United States District Court, N.D. New York

February 10, 2015


WILLIAM BOWMAN, Collins Correctional Facility, Collins, New York, Plaintiff pro se.

BARTH, SULLIVAN LAW FIRM, DAVID H. WALSH, IV, ESQ., Syracuse, New York, Attorneys for Defendant.


MAE A. D'AGOSTINO, District Judge.


On May 16, 2014, Plaintiff pro se William Bowman (hereinafter "Plaintiff"), an inmate currently in the custody of the New York State Department of Corrections and Community Supervision ("DOCCS"), commenced this action pursuant to 42 U.S.C. § 2000e-5, alleging that Defendant violated his rights under Title VII of the Civil Rights Act of 1991. See Dkt. No. 1.

Currently before the Court is Defendant's motion to dismiss pursuant to Fed.R.Civ.P. 12(b)(6). See Dkt. No. 16.


During the time in question, Plaintiff worked for Granny's Kitchen (hereinafter "Defendant"). Dkt. No. 1 at 1. While at work, Plaintiff alleges his "supervisor... called [him] a nig[g]er...." Id. at 3. Plaintiff furthers alleges that, upon informing his supervisor's boss, "he told [Plaintiff] he wasn't going to do anything, and to stay away from him." Id. at 4. Plaintiff proceeded to file charges with the Equal Employment Opportunity Commission ("EEOC") on July 25, 2013. Id. Plaintiff claims that, "after they found out I place[d] a complaint, they terminated me from the company...." Id.

On March 7, 2014, the EEOC "issued a Notice-of-Right-to-Sue letter." Id. Plaintiff then commenced this action. Dkt. No. 1 at 1. On July 15, 2014, Defendant filed the motion to dismiss that is currently before the Court. See Dkt. No. 16. Plaintiff did not file a response to Defendant's motion.

Plaintiff's claims include harassment/hostile work environment, discrimination, and retaliation. Dkt. No. 1 at 3-4. Defendant urges this Court to construe Plaintiff's alleged discrimination and hostile work environment claims as a single cause of action for hostile work environment. Dkt. No. 16-1 at 6. In light of Plaintiff's pro se status, the Court will address all three possible claims. Dkt. No. 1 at 3-4.

GIVEN EXERCISE A – List every full calendar date given in the court opinion.
GIVEN EXERCISE B – Continue the court opinion after its last sentence.

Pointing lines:
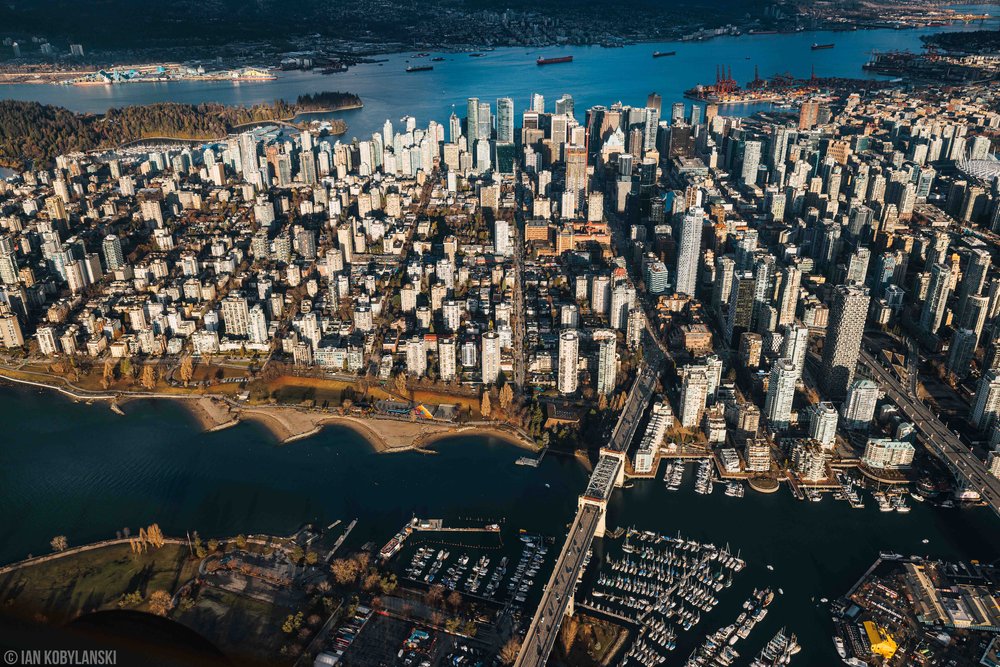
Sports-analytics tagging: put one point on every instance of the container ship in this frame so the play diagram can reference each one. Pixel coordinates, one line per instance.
(553, 61)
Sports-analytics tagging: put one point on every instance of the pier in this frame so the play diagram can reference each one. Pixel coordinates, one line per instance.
(437, 526)
(557, 597)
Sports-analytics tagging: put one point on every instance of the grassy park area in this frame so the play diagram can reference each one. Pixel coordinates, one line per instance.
(63, 588)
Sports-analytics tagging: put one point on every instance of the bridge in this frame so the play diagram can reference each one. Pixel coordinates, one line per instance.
(557, 597)
(960, 459)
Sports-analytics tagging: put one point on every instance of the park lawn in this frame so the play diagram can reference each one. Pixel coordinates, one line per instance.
(64, 588)
(239, 625)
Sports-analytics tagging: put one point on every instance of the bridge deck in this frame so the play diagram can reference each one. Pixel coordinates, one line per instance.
(544, 628)
(962, 461)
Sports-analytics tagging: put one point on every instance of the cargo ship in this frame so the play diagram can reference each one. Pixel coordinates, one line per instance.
(553, 61)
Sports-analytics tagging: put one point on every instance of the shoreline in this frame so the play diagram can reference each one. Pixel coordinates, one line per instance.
(10, 78)
(289, 424)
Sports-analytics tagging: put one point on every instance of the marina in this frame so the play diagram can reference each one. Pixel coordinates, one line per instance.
(310, 479)
(469, 569)
(663, 586)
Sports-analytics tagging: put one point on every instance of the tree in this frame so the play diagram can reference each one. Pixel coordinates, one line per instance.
(345, 570)
(510, 650)
(567, 634)
(109, 373)
(160, 603)
(130, 599)
(148, 377)
(187, 369)
(435, 595)
(506, 397)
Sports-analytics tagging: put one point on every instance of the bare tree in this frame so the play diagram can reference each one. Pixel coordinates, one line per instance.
(510, 650)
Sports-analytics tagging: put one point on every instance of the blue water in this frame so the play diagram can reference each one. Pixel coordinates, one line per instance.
(596, 76)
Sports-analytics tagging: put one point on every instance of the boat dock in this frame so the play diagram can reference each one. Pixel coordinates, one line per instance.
(437, 526)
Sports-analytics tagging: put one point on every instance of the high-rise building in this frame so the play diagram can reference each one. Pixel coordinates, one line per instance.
(788, 299)
(236, 315)
(963, 347)
(490, 357)
(576, 168)
(694, 395)
(795, 346)
(622, 301)
(569, 355)
(501, 237)
(607, 361)
(505, 120)
(932, 313)
(114, 259)
(416, 356)
(859, 406)
(823, 424)
(751, 161)
(689, 252)
(257, 325)
(741, 301)
(808, 114)
(987, 401)
(780, 394)
(973, 278)
(446, 359)
(842, 347)
(10, 330)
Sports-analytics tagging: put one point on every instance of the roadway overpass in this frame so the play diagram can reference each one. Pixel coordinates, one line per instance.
(557, 597)
(939, 438)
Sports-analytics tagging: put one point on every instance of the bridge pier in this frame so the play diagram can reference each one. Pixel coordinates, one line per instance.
(620, 457)
(602, 506)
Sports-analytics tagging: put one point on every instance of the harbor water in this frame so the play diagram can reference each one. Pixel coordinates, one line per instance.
(84, 472)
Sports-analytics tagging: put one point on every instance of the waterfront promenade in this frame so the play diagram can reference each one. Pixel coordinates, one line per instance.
(965, 465)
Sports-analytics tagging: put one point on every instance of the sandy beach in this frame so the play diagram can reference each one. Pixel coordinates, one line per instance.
(288, 424)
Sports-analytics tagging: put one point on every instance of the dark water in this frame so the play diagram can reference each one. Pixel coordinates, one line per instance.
(82, 471)
(597, 75)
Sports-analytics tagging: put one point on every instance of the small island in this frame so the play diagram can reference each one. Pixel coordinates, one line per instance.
(34, 132)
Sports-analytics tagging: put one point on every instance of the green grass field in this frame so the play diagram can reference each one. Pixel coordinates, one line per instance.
(62, 589)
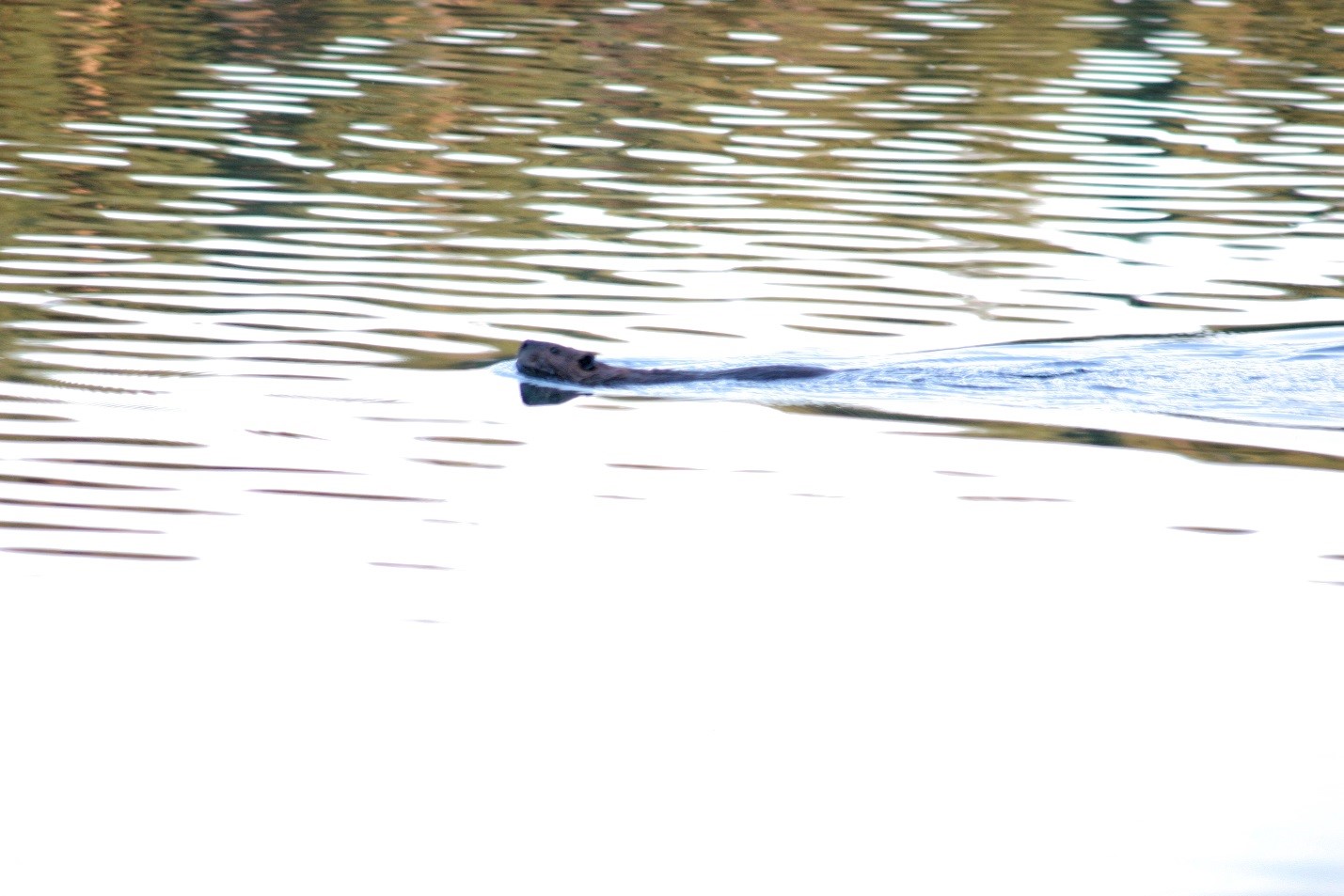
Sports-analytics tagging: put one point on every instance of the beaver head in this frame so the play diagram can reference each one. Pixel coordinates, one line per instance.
(551, 362)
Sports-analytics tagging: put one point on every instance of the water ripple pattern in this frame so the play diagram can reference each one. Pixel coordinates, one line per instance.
(254, 231)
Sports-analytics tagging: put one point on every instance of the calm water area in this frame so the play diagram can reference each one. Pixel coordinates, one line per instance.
(1039, 592)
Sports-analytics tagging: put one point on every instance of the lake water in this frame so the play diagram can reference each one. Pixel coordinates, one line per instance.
(1039, 592)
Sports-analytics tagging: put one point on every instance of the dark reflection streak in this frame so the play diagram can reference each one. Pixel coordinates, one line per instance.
(119, 508)
(200, 467)
(53, 527)
(106, 555)
(1194, 448)
(94, 439)
(78, 484)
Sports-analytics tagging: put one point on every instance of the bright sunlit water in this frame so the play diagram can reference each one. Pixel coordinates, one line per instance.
(1037, 592)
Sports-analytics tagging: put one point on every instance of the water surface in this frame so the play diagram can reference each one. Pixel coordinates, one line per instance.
(1045, 582)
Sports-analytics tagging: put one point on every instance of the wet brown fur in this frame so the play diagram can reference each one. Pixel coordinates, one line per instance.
(564, 364)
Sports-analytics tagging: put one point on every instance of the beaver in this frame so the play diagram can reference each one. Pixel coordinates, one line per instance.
(551, 362)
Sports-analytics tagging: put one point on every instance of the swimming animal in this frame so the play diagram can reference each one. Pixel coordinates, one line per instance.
(564, 364)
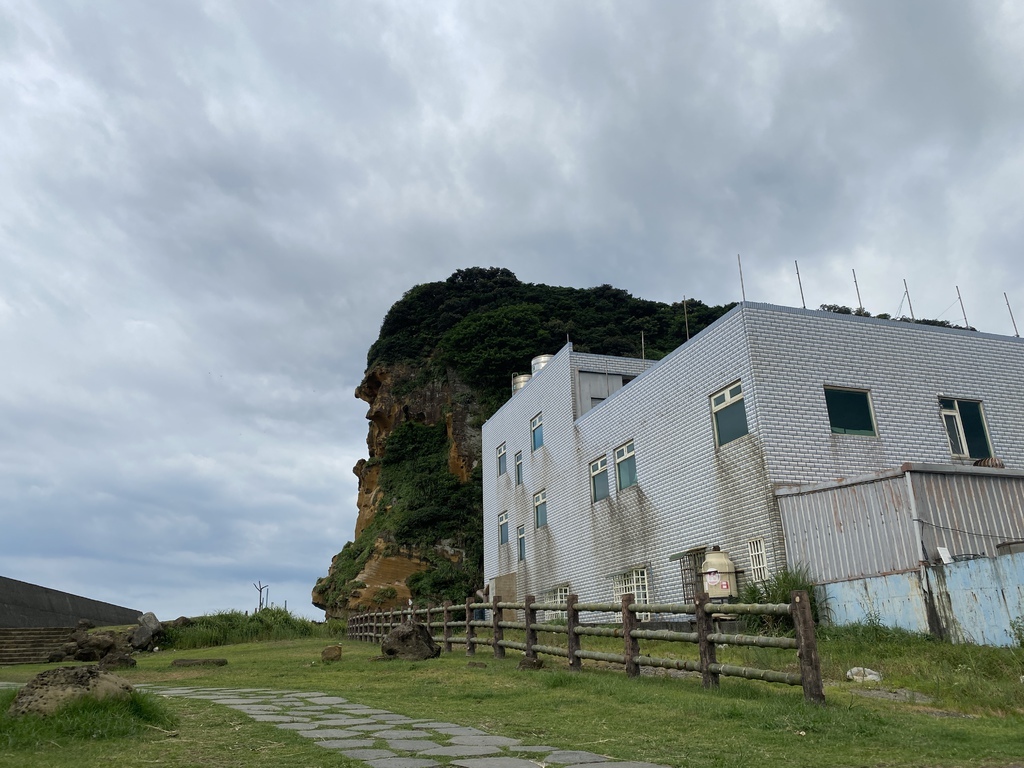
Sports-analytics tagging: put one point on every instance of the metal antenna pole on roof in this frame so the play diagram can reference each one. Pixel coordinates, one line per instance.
(906, 292)
(1011, 314)
(963, 310)
(742, 291)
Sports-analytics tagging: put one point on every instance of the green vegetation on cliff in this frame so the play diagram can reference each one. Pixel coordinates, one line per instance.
(485, 326)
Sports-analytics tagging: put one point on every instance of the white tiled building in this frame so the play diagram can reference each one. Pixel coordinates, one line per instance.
(601, 469)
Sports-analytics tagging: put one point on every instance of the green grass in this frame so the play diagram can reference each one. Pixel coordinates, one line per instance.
(232, 627)
(670, 721)
(83, 720)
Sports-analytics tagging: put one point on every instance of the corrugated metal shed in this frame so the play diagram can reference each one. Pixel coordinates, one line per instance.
(890, 521)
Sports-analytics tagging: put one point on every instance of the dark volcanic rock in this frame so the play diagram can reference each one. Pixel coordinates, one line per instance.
(410, 641)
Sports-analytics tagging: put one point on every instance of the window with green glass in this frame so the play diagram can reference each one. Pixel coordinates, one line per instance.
(965, 423)
(626, 465)
(599, 479)
(850, 411)
(729, 414)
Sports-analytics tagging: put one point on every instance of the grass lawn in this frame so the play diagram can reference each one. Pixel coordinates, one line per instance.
(978, 721)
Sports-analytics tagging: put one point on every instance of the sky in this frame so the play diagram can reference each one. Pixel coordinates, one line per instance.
(208, 207)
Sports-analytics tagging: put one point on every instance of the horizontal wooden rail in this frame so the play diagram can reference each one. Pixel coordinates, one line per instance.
(373, 627)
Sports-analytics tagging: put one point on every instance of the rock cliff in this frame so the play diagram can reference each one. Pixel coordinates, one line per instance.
(441, 365)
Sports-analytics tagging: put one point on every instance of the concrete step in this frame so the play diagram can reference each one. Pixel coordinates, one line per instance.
(31, 645)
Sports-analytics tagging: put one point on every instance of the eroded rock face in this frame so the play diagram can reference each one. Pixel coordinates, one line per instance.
(444, 401)
(412, 642)
(50, 690)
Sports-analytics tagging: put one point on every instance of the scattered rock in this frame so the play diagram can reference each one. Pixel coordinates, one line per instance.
(116, 660)
(410, 641)
(49, 690)
(863, 675)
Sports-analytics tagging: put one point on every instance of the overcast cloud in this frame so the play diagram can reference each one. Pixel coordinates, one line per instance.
(206, 209)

TASK OUTPUT A –
February 10, 2015
May 16, 2014
July 25, 2013
March 7, 2014
July 15, 2014

TASK OUTPUT B –
A. Standard of Review

A motion to dismiss for failure to state a claim pursuant to Rule 12(b)(6) of the Federal Rules of Civil Procedure tests the legal sufficiency of the party's claim for relief. See Patane v. Clark, 508 F.3d 106, 111-12 (2d Cir. 2007) (citation omitted). In considering the legal sufficiency, a court must accept as true all well-pleaded facts in the pleading and draw all reasonable inferences in the pleader's favor. See ATSI Commc'ns, Inc. v. Shaar Fund, Ltd., 493 F.3d 87, 98 (2d Cir. 2007) (citation omitted). This presumption of truth, however, does not extend to legal conclusions. See Ashcroft v. Iqbal, 556 U.S. 662, 678 (2009) (citation omitted). Although a court's review of a motion to dismiss is generally limited to the facts presented in the pleading, the court may consider documents that are "integral" to that pleading, even if they are neither physically attached to, nor incorporated by reference into, the pleading. See Mangiafico v. Blumenthal, 471 F.3d 391, 398 (2d Cir. 2006) (quoting Chambers v. Time Warner, Inc., 282 F.3d 147, 152-53 (2d Cir. 2002)).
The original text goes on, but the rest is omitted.